*** VORLIEGENDER TEXT ***

Mühldorf – Die beiden Angeklagten schweigen. Sie sagen nichts zu dem, was am Abend des 5. Februar auf der Nordtangente in Mühldorf geschehen ist, als ein Jugendlicher stirbt, angefahren von Hans T. (Alle Namen von Angeklagten und Zeugen geändert) Der muss sich zusammen mit Peter A. vor dem Mühldorfer Amtsgericht verantworten, weil beide ein illegales Autorennen gefahren haben sollen, an dessen Ende ein 16-Jähriger tot ist, der zu Fuß auf der Straße unterwegs war.
Angeklagte sagen kein Wort
Das Wort führen die Verteidiger. Sie sagen, dass ihren Mandanten das Geschehen unendlich leid täte, sie darunter litten, sich durch die Medienberichterstattung vorverurteilt fühlten, es ungeschehen machen würden, wenn sie könnten. Manchmal wandert der Blick T.‘s zum Vater des 16-Jährigen, der als Nebenkläger im Saal ist. Ein persönliches Wort richten die beiden 22-Jährigen nicht an den Mann, der am 5. Februar 2021 seinen Sohn verloren hat.

*** ÜBUNGSDATEN ***

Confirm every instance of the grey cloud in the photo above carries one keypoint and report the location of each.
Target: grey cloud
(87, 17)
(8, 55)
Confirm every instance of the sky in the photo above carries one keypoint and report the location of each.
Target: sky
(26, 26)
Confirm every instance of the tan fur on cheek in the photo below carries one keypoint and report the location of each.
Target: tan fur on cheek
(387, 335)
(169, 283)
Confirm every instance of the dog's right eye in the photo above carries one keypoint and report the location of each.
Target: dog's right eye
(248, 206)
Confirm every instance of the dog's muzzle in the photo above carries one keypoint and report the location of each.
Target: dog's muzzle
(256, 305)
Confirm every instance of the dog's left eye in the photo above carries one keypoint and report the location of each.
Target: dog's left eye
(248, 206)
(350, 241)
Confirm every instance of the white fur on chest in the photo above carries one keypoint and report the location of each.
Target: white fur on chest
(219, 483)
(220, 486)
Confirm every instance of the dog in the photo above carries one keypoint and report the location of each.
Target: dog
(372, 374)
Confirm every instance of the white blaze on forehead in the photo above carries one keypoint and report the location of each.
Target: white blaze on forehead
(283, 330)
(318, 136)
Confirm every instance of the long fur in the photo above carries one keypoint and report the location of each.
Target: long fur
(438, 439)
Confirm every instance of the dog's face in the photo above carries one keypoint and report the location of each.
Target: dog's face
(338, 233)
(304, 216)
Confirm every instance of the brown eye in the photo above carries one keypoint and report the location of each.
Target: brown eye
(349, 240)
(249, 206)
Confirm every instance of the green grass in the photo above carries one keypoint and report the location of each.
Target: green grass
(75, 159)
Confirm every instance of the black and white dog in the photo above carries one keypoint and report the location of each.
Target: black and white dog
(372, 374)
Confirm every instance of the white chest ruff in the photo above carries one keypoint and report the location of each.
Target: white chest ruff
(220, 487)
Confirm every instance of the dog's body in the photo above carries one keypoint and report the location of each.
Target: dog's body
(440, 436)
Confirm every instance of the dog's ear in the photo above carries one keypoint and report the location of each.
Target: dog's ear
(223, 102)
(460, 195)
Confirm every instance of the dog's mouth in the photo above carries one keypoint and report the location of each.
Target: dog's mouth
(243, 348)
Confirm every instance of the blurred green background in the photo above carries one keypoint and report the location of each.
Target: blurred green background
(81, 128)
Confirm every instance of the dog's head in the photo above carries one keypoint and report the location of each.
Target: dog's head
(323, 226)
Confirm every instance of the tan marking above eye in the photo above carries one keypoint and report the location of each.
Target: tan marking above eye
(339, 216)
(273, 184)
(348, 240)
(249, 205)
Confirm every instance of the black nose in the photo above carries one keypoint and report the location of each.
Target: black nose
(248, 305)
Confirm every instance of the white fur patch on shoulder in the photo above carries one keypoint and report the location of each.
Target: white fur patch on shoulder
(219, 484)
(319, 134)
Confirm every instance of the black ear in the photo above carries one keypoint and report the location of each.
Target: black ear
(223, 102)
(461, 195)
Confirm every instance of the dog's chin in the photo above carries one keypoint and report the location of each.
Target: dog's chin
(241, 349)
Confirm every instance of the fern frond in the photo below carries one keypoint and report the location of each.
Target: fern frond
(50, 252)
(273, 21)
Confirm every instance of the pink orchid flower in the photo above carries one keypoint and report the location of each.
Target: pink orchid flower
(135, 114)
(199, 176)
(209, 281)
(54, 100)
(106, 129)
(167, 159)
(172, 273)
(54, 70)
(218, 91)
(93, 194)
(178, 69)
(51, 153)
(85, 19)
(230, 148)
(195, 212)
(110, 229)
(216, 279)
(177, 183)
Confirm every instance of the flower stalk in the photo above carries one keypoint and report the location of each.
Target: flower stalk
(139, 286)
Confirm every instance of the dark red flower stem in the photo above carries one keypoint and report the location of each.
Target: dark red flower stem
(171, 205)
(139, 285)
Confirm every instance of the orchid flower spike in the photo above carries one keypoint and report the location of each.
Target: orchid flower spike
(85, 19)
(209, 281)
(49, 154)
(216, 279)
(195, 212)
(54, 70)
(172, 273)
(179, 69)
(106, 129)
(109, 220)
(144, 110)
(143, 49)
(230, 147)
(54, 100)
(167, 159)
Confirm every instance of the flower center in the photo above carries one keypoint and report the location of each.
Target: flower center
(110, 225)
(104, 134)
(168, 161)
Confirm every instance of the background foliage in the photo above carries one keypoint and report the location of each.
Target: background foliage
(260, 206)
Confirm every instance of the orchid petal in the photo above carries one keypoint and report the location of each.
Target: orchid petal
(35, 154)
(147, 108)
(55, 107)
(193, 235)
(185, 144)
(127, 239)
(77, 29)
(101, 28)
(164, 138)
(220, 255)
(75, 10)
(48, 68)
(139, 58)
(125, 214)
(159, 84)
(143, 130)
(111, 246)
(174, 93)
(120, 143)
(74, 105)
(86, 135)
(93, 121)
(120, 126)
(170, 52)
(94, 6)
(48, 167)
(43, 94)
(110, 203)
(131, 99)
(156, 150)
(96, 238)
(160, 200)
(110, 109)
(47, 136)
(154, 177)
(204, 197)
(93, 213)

***

● AUFGABEN:
• a. Ersetze in den Datensätzen ab der Zeile mit „Confirm every instance of the dark“ bis zum Ende der Datensätze „keypoint“ durch „marker“ und gib diese Zeilen ansonsten unverändert wieder.
• b. Schreibe den Bericht über den Prozess zum tödlichen Autorennen in Mühldorf weiter, wo er aufhört.
Der Text und die Datensätze sind voneinander unabhängiges Material.

● ANTWORTEN:
• a.
Confirm every instance of the dark red flower stem in the photo above carries one marker and report the location of each.
Target: dark red flower stem
(171, 205)
(139, 285)
Confirm every instance of the orchid flower spike in the photo above carries one marker and report the location of each.
Target: orchid flower spike
(85, 19)
(209, 281)
(49, 154)
(216, 279)
(195, 212)
(54, 70)
(172, 273)
(179, 69)
(106, 129)
(109, 220)
(144, 110)
(143, 49)
(230, 147)
(54, 100)
(167, 159)
Confirm every instance of the flower center in the photo above carries one marker and report the location of each.
Target: flower center
(110, 225)
(104, 134)
(168, 161)
Confirm every instance of the background foliage in the photo above carries one marker and report the location of each.
Target: background foliage
(260, 206)
Confirm every instance of the orchid petal in the photo above carries one marker and report the location of each.
Target: orchid petal
(35, 154)
(147, 108)
(55, 107)
(193, 235)
(185, 144)
(127, 239)
(77, 29)
(101, 28)
(164, 138)
(220, 255)
(75, 10)
(48, 68)
(139, 58)
(125, 214)
(159, 84)
(143, 130)
(111, 246)
(174, 93)
(120, 143)
(74, 105)
(86, 135)
(93, 121)
(120, 126)
(170, 52)
(94, 6)
(48, 167)
(43, 94)
(110, 203)
(131, 99)
(156, 150)
(96, 238)
(160, 200)
(110, 109)
(47, 136)
(154, 177)
(204, 197)
(93, 213)

• b.
Stattdessen sprechen die Rechtsanwälte. Axel Reiter verteidigt Hans T., dessen VW-Golf den 16-Jährigen tötete. Jörg Zürner spricht für Heinz A., der mit einem Seat Leon unterwegs war. Sie schildern den Verlauf des Freitagabend so: Hans T. ist auf der Nordtangente Richtung Mühldorf unterwegs. Kurz hinter dem Kreisel bei McDonalds erkennt er im Rückspiegel den Seat Leon eines Freundes Peter A., der einmal aufblinkt. T. antwortet mit der Warnblinkanlage, er ist nach Angaben seines Anwalts mit 70 bis 80 Kilometern in der Stunde unterwegs. Die Autos sind 200 bis 300 Meter von einander entfernt.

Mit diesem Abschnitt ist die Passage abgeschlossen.